# BRANO FORNITO:
────────────────────────────────────────
Il giorno della messa solenne per l’inizio di pontificato accolse a pranzo anche le suore che erano state con lui in patriarcato a Venezia. Mostrò sempre molto riguardo verso noi suore. Io mi occupavo in particolare del guardaroba e della sacrestia, ma sbrigavo anche altri servizi quando c’era bisogno. Suor Cecilia era la cuoca, suor Vincenza era infermiera, mentre suor Elena coordinava il nostro lavoro. Suor Vincenza era la più anziana, conosceva il Santo Padre da molti anni, lo aveva conosciuto a Belluno al tempo in cui, giovane prete, ebbe problemi di salute e gli prestò assistenza come infermiera; quando poi divenne vescovo, egli richiese una piccola comunità di suore di Maria Bambina per l’appartamento episcopale e desiderò che ci fosse anche lei ad assisterlo. Suor Vincenza lo seguì anche a Venezia e fu l’unica delle suore che erano con lui a Venezia a venire in Vaticano. Suor Vincenza ci disse che non tanto volentieri aveva accettato di venire, perché si sentiva già anziana, ma che poi si trovava bene. Aveva avuto problemi di salute e il Santo Padre, ricordo, ci disse: «Sapete, suor Vincenza è sofferente di cuore e le ho detto di non camminare tanto e di prendere anche l’ascensore personale se ha bisogno».
────────────────────────────────────────
# MATERIALE ESTRATTO:
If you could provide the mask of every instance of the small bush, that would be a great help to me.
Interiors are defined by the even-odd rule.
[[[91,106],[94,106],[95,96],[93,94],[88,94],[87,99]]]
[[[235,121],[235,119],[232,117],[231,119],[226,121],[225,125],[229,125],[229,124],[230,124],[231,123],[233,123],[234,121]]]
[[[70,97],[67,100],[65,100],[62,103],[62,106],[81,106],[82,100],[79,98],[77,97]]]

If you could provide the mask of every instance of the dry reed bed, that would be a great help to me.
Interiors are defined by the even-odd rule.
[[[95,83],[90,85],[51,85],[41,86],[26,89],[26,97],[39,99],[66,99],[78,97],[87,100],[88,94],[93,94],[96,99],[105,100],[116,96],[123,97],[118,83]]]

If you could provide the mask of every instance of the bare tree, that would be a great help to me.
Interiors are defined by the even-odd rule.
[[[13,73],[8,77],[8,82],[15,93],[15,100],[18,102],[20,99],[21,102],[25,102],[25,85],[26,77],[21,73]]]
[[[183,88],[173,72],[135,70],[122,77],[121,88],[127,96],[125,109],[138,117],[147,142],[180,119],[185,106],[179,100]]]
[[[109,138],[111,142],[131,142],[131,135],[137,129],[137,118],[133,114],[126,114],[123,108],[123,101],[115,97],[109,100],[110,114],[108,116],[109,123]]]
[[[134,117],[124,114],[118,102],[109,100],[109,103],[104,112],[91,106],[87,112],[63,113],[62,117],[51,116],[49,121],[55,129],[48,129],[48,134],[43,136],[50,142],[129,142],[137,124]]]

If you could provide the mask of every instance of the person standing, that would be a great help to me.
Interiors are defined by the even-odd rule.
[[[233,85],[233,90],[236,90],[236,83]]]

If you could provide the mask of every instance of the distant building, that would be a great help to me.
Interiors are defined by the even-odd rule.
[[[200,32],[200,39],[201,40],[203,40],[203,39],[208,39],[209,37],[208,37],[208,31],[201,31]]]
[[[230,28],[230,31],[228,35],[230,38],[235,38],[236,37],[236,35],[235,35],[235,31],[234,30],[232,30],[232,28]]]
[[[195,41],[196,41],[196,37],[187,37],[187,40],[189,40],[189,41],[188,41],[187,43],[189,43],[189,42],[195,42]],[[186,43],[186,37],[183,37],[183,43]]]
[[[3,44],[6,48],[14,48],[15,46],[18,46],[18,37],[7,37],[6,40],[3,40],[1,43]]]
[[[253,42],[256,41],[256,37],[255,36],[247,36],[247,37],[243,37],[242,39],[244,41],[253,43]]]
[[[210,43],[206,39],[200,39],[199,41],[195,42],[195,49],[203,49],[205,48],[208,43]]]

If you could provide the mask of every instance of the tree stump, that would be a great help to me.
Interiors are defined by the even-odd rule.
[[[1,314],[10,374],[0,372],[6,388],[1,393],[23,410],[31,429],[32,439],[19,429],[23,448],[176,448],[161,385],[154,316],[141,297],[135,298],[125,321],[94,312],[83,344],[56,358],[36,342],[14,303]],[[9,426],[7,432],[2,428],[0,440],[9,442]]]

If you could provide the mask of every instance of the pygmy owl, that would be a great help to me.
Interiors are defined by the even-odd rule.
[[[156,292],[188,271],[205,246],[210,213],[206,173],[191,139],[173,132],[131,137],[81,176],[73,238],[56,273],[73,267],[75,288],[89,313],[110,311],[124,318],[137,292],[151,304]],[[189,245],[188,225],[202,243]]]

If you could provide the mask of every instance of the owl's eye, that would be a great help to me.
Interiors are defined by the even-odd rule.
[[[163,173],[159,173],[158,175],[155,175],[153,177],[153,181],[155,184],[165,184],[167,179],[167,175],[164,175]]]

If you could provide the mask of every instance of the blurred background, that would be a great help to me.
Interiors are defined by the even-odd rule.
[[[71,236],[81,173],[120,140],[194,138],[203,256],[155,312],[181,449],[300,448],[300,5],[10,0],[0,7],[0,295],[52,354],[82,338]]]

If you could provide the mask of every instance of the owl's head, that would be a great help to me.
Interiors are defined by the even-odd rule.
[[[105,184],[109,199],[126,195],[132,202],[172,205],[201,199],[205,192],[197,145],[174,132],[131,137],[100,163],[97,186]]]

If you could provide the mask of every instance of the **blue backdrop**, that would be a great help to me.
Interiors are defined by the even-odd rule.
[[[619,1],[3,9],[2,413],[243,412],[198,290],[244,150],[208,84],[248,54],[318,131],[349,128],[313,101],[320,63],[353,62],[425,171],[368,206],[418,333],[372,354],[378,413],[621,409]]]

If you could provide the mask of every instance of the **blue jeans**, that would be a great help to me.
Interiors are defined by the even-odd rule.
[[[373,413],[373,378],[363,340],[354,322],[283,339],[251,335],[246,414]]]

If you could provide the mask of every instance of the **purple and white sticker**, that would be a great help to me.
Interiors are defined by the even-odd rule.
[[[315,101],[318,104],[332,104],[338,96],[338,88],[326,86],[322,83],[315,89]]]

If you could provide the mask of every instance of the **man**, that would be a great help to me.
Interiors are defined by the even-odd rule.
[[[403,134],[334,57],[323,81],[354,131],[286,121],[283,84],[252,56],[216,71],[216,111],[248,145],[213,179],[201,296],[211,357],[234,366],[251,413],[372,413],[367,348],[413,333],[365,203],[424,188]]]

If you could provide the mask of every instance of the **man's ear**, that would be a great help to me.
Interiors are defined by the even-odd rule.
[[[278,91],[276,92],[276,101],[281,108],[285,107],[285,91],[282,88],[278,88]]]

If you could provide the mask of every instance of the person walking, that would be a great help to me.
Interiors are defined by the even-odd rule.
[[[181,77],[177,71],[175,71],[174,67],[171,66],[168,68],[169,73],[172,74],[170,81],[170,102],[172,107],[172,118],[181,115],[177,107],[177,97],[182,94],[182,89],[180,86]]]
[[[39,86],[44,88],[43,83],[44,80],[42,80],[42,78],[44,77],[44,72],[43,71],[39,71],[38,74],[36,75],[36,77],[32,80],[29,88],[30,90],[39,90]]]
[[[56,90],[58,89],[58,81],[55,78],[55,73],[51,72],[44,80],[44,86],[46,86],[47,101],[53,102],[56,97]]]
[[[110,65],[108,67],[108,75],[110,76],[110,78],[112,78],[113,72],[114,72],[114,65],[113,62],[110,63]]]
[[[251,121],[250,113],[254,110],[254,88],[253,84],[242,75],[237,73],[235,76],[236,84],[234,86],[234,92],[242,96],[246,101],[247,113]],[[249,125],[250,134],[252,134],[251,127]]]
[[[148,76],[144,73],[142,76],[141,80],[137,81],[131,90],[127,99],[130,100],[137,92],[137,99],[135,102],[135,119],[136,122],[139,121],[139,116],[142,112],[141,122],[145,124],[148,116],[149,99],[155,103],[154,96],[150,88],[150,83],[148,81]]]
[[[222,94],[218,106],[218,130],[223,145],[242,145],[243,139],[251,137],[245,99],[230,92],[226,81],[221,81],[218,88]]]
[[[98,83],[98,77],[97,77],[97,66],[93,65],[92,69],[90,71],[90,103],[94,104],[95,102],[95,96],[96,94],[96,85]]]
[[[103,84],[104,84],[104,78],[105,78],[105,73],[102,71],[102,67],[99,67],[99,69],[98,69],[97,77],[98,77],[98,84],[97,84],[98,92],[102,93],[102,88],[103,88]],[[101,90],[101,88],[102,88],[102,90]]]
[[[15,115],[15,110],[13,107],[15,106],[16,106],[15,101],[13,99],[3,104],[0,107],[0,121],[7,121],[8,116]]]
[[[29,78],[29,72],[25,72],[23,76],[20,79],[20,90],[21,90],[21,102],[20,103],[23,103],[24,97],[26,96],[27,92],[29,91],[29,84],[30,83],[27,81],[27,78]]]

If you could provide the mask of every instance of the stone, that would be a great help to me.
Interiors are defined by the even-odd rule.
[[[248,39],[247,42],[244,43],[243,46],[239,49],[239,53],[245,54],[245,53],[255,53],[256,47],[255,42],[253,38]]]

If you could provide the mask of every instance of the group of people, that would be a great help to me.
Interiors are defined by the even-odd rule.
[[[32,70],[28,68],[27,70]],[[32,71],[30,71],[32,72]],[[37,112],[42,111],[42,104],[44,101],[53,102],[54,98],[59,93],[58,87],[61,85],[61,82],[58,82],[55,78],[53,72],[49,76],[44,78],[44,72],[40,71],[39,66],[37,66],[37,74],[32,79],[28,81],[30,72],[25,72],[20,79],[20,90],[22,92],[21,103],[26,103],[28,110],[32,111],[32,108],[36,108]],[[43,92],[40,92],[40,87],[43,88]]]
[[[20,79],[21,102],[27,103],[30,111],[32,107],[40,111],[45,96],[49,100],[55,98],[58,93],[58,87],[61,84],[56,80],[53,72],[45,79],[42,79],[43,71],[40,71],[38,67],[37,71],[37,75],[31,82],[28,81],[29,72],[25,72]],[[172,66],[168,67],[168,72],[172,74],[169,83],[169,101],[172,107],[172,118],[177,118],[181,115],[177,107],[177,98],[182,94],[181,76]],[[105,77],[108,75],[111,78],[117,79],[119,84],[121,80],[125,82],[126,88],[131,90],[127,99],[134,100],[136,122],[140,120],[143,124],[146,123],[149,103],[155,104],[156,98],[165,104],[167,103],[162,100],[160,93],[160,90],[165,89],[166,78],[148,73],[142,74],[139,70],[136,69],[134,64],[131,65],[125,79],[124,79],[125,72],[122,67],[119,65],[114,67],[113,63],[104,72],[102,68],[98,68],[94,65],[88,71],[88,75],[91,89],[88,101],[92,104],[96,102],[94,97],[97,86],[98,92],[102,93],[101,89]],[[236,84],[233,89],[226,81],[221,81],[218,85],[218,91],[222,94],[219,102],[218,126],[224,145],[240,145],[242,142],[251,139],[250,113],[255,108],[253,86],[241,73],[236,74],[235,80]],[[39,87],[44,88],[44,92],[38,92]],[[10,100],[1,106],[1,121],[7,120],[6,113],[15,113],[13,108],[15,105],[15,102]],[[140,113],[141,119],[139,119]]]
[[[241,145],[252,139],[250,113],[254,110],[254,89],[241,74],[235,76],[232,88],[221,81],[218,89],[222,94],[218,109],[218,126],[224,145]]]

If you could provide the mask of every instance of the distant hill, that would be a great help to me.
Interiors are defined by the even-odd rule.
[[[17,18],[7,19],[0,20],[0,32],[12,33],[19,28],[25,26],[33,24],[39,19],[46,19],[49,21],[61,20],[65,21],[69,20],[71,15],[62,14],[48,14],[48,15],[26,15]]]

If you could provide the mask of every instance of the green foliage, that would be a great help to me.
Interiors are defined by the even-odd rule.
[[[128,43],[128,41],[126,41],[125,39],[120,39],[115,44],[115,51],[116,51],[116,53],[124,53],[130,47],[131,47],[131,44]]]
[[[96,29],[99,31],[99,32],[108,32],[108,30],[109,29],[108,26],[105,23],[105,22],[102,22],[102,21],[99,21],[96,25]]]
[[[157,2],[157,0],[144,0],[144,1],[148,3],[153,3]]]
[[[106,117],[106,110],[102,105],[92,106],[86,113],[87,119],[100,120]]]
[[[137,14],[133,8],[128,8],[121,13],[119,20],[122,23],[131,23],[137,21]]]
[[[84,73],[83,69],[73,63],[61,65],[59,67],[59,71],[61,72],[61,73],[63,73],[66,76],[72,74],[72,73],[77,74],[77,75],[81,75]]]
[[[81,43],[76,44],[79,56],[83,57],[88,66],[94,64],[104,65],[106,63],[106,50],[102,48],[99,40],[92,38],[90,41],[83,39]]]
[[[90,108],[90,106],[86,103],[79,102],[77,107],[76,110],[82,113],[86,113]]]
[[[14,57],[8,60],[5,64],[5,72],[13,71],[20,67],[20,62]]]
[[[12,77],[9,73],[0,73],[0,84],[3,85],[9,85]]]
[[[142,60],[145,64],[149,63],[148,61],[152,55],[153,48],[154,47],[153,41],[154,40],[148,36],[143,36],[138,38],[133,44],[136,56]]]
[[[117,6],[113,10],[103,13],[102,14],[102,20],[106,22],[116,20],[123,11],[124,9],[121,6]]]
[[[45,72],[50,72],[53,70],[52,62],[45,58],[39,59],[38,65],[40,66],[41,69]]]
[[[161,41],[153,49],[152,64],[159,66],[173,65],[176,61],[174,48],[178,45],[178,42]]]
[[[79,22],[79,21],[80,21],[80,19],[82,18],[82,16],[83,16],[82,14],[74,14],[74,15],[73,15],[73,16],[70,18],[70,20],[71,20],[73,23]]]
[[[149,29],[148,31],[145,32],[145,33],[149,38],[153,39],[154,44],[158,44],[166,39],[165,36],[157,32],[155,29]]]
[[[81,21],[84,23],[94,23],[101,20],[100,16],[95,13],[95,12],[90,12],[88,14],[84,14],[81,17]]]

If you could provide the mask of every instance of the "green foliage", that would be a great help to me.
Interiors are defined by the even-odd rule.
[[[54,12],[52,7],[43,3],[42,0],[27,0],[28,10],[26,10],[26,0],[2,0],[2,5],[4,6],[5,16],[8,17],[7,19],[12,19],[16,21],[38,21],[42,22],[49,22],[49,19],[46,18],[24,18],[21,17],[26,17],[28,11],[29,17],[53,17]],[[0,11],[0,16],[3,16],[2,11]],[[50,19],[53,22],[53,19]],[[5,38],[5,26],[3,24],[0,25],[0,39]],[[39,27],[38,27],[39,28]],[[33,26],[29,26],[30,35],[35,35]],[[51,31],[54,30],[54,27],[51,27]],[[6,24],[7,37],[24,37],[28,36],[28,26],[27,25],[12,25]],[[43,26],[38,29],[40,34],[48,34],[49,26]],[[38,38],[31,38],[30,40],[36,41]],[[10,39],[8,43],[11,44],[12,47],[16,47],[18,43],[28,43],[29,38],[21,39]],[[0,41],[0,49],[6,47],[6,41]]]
────────────────────────────────────────
# OBIETTIVO DELL'ESERCIZIO:
Rispondi alle domande sul brano fornito.
1. Di che cosa si occupava in particolare chi racconta?
2. In quale città suor Vincenza aveva conosciuto il Santo Padre?
3. Che cosa il Santo Padre aveva detto a suor Vincenza a causa del suo problema di cuore?

# RISULTATO FINALE:
1. Chi racconta si occupava in particolare del guardaroba e della sacrestia.
2. Suor Vincenza aveva conosciuto il Santo Padre a Belluno.
3. Le aveva detto di non camminare tanto e di prendere anche l'ascensore personale in caso di bisogno.